TASK PROMPT: Retype everything in the listing, leaving each line exactly as it is.

^^^^^^^^

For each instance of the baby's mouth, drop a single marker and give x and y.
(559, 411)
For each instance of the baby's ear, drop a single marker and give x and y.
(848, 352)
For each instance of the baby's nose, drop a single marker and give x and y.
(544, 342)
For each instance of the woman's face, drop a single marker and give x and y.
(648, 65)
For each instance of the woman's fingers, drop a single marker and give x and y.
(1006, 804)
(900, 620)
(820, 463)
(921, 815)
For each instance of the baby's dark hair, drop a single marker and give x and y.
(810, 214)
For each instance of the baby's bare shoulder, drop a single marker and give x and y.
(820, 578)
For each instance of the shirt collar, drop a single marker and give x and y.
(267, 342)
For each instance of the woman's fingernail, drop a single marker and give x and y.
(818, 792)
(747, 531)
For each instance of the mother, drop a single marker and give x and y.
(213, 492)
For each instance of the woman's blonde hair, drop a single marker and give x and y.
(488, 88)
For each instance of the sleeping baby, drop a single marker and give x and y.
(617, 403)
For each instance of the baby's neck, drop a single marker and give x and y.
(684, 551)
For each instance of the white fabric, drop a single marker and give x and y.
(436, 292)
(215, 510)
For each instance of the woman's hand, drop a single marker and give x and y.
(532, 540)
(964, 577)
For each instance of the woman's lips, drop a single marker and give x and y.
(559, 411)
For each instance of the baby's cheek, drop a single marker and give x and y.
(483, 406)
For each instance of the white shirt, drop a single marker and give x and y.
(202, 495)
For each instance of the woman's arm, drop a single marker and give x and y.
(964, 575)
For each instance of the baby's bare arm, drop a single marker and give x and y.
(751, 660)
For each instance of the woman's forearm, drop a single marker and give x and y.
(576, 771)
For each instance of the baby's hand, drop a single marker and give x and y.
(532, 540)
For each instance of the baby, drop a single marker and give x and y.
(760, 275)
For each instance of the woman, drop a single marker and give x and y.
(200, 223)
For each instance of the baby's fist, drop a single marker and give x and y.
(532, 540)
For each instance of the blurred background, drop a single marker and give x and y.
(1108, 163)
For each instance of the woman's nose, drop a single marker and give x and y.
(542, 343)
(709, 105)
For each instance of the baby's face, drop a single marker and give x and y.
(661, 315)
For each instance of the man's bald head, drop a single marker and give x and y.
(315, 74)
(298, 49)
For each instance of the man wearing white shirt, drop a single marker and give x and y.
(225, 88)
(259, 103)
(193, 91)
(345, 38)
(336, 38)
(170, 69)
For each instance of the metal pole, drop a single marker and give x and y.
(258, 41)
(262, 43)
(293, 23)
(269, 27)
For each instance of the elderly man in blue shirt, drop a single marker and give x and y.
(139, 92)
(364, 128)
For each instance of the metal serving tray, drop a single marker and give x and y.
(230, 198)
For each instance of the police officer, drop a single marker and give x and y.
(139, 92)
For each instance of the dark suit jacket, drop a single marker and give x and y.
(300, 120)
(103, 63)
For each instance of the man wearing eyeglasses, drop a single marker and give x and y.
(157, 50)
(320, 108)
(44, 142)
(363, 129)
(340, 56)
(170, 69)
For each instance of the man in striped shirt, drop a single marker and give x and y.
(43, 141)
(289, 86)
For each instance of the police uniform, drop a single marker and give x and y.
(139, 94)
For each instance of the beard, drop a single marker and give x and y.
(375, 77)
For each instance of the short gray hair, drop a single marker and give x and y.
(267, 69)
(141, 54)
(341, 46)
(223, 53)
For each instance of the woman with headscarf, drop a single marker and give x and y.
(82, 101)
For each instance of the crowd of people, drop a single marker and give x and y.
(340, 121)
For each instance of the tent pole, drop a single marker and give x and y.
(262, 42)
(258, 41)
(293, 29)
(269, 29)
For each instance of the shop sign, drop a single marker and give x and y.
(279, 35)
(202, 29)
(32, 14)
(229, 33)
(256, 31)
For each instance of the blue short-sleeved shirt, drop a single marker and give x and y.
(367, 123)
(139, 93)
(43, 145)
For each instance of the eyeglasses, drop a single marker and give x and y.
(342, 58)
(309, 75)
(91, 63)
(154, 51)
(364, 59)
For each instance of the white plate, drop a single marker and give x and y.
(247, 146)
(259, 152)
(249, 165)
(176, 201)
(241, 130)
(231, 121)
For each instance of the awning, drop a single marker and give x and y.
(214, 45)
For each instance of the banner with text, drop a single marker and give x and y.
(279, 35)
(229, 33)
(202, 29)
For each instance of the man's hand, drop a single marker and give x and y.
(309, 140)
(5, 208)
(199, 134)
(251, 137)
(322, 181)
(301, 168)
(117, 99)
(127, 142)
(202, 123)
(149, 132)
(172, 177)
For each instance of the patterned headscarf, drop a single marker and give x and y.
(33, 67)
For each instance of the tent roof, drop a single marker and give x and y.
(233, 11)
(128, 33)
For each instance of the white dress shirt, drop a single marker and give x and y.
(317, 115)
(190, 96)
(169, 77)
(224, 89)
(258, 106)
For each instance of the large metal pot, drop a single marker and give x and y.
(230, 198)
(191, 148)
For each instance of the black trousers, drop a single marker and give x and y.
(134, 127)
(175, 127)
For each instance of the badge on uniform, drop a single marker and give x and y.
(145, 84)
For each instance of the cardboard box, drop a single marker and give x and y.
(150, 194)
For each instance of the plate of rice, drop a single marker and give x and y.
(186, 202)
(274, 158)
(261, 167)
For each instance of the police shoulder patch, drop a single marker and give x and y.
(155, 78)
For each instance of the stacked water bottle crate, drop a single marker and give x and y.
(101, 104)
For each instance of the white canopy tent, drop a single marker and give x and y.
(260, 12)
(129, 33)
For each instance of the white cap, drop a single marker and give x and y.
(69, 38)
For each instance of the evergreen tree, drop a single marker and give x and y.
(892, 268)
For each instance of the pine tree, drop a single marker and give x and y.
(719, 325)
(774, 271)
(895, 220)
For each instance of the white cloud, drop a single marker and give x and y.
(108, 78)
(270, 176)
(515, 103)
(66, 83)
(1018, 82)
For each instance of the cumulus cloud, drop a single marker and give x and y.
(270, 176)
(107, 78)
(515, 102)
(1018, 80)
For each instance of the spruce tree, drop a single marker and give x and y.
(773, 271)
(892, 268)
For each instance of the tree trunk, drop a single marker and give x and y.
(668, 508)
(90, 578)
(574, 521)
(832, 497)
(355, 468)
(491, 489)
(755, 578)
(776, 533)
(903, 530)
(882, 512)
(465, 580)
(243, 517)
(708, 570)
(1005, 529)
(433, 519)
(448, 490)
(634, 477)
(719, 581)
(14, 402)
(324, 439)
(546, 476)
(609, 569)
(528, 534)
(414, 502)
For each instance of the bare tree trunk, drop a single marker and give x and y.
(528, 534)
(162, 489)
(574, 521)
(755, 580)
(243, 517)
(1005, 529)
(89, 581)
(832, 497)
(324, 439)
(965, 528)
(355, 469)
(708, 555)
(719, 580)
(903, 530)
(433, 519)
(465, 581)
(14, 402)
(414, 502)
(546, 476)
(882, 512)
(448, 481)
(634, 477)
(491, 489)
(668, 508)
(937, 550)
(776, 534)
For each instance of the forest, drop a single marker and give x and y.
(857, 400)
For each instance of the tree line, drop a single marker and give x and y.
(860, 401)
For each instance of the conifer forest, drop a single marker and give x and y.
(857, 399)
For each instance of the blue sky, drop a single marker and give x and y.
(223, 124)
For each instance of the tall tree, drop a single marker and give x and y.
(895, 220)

^^^^^^^^

RESULT OF THIS EXERCISE:
For each instance of the baby's mouth, drop a single marker and give x and y.
(559, 411)
For each instance of the baby's ear, drop a single marker and give x and y.
(848, 352)
For each instance of the baby's nose, drop a single marker and give x and y.
(544, 342)
For each instance of the woman's face, drop a single marker and give x and y.
(648, 65)
For each instance of the woman's fingers, drop a single marker and give x and y.
(1006, 804)
(900, 620)
(820, 463)
(921, 815)
For each instance of the baby's dark hair, drop a single marker and give x and y.
(810, 214)
For each instance of the baby's bare shoulder, drop a single marker and give x and y.
(820, 578)
For each instance of the shirt collar, drop a single marker and give x and y.
(267, 342)
For each instance of the woman's fingernail, drop a single marker and give x and y.
(818, 792)
(747, 531)
For each instance of the mother, drop a single marker and give x and y.
(213, 492)
For each instance of the woman's blonde hair, drop a single marker and give x and y.
(488, 88)
For each instance of the sleeping baby, drop a single marker and give x and y.
(617, 403)
For each instance of the baby's neck, drop a single marker and give x and y.
(684, 551)
For each instance of the white fabric, drop a single marker and give x and y.
(436, 292)
(215, 510)
For each instance of the woman's hand, drop a single marker and give x and y.
(532, 540)
(964, 577)
For each instance of the woman's lips, drop a single marker and give x and y.
(559, 411)
For each instance of the baby's cheek, drop a single marker and give x and y.
(483, 406)
For each instance of the white shirt, drop a single marker and give x and y.
(202, 495)
For each instance of the woman's arm, drop a single marker and give x and y.
(964, 575)
For each instance of the baby's bare arm, drop a single marker and give x and y.
(751, 660)
For each instance of the woman's forearm, drop a single marker and give x and y.
(576, 771)
For each instance of the baby's hand, drop a single marker and give x and y.
(532, 540)
For each instance of the baby, drop a single marker and give x and y.
(760, 275)
For each instance of the woman, drop a single marker and give x and y.
(200, 223)
For each instance of the baby's fist, drop a single marker and give x and y.
(532, 540)
For each instance of the blurred background, drop a single marker and give x and y.
(1108, 163)
For each instance of the woman's nose, drop a single marker and give x and y.
(542, 343)
(709, 105)
For each instance of the baby's face, drop a single marker and give x and y.
(661, 315)
For each instance of the man's bald head, drop a single marker and give x and y.
(315, 74)
(298, 49)
For each instance of the man wearing white shirt, drop a single marker and give x and y.
(225, 88)
(259, 103)
(193, 91)
(345, 38)
(336, 38)
(170, 69)
For each instance of the metal pole, drop a single marker and give x and y.
(258, 41)
(262, 43)
(293, 23)
(269, 27)
For each instance of the elderly man in blue shirt, drop a single marker and give x and y.
(139, 92)
(364, 128)
For each instance of the metal serving tray, drop a single marker and give x and y.
(230, 198)
For each instance of the police officer, drop a single marker and give x and y.
(139, 92)
For each instance of the dark suit jacket, drop a single marker and give x and y.
(300, 120)
(103, 63)
For each instance of the man wearing eyeglasses, drop a single marker and give x and y.
(157, 50)
(320, 108)
(44, 142)
(363, 129)
(340, 56)
(170, 69)
For each instance of the man in striped shirt, drop a single marker and give x and y.
(43, 141)
(289, 86)
For each instance of the police uniform, drop a single marker and give x and y.
(139, 94)
For each instance of the beard, drop a single marker and give x and y.
(375, 77)
For each instance of the short gray hair, drop a single marker and give x and y.
(267, 69)
(141, 54)
(341, 46)
(223, 53)
For each instance of the woman with headscarf, drop a single marker and give x and y.
(82, 101)
For each instance of the crowd of people, drop a single marker and give x and y.
(340, 121)
For each instance of the tent pole, drop a single marker and give x and y.
(262, 42)
(258, 41)
(293, 29)
(269, 29)
For each instance of the shop sign, drop a single marker and give x and y.
(279, 35)
(202, 29)
(32, 14)
(229, 33)
(256, 31)
For each instance of the blue short-sleeved shirt, drop a single marker and give x and y.
(367, 123)
(139, 93)
(43, 145)
For each instance of the eyeglasses, drop a single marker and give x and y.
(342, 58)
(309, 75)
(91, 63)
(154, 51)
(364, 59)
For each instance of the white plate, drop a single marker and give x and y.
(247, 146)
(259, 152)
(249, 165)
(176, 201)
(241, 130)
(231, 121)
For each instance of the awning, drop a single marker and give x and y.
(214, 45)
For each instance of the banner with text, drop a single marker and give x and y.
(279, 35)
(229, 33)
(202, 29)
For each instance of the man's hand, drop a single marker and give x and y.
(309, 140)
(5, 208)
(199, 134)
(251, 137)
(322, 181)
(301, 168)
(117, 99)
(127, 142)
(202, 123)
(149, 132)
(172, 177)
For each instance of the patterned headscarf, drop a single marker and give x and y.
(33, 67)
For each instance of the tent roof, drop a single marker and give x and y.
(233, 11)
(128, 33)
For each instance of the white dress shirt, drop a single marker and give x and y.
(317, 115)
(190, 96)
(169, 77)
(224, 89)
(258, 106)
For each instance of the large metal pot, drop a single marker and give x and y.
(230, 198)
(191, 148)
For each instance of the black trousers, drop a single marker and give x and y.
(134, 127)
(175, 127)
For each instance of the badge on uniform, drop a single marker and give x and y.
(145, 84)
For each instance of the cardboard box, drop a single marker and give x and y.
(150, 194)
For each instance of the plate of rice, drop a single marker and give x and y.
(186, 202)
(274, 158)
(261, 167)
For each instance of the police shoulder patch, drop a single marker and give x and y.
(155, 78)
For each instance of the stacked water bottle crate, drop a single marker and give x and y.
(101, 104)
For each instance of the white canopy tent, drop a single marker and give x and y.
(260, 12)
(129, 33)
For each instance of the white cap, drop a single marker and give x and y.
(69, 38)
For each instance of the evergreen tree, drop a single marker and give x and y.
(892, 268)
For each instance of the pine tree, drop a single marker and give x and y.
(719, 325)
(774, 271)
(895, 220)
For each instance of the white cloud, drop a single marker and give x and y.
(108, 78)
(270, 176)
(515, 103)
(66, 83)
(1018, 82)
For each instance of the cumulus cloud, drop a single marker and give x and y.
(270, 176)
(107, 78)
(515, 102)
(1018, 80)
For each instance of the spruce tree, drop a single marker and give x and y.
(773, 271)
(892, 268)
For each instance of the tree trunk, drop a single marker and give x and y.
(668, 508)
(90, 578)
(574, 521)
(832, 497)
(355, 468)
(491, 489)
(755, 578)
(776, 533)
(903, 530)
(882, 512)
(465, 580)
(243, 517)
(708, 570)
(1005, 529)
(433, 519)
(448, 490)
(634, 477)
(719, 581)
(14, 402)
(324, 439)
(546, 476)
(609, 569)
(528, 534)
(414, 502)
For each instance of the bare tree trunk, drop a single marker and give x and y.
(528, 534)
(162, 489)
(574, 521)
(755, 580)
(243, 517)
(1005, 529)
(89, 581)
(832, 497)
(324, 439)
(965, 528)
(355, 469)
(708, 555)
(719, 580)
(903, 530)
(433, 519)
(465, 581)
(14, 402)
(414, 502)
(546, 476)
(882, 512)
(448, 481)
(634, 477)
(491, 489)
(668, 508)
(937, 550)
(776, 534)
For each instance of the forest, drop a single marker and give x and y.
(857, 400)
For each instance of the tree line, drop a single marker and give x and y.
(860, 401)
For each instance of the conifer forest, drop a single marker and give x and y.
(857, 399)
For each instance of the blue sky, drop a single marker and give x and y.
(223, 124)
For each instance of the tall tree, drop a single marker and give x and y.
(895, 220)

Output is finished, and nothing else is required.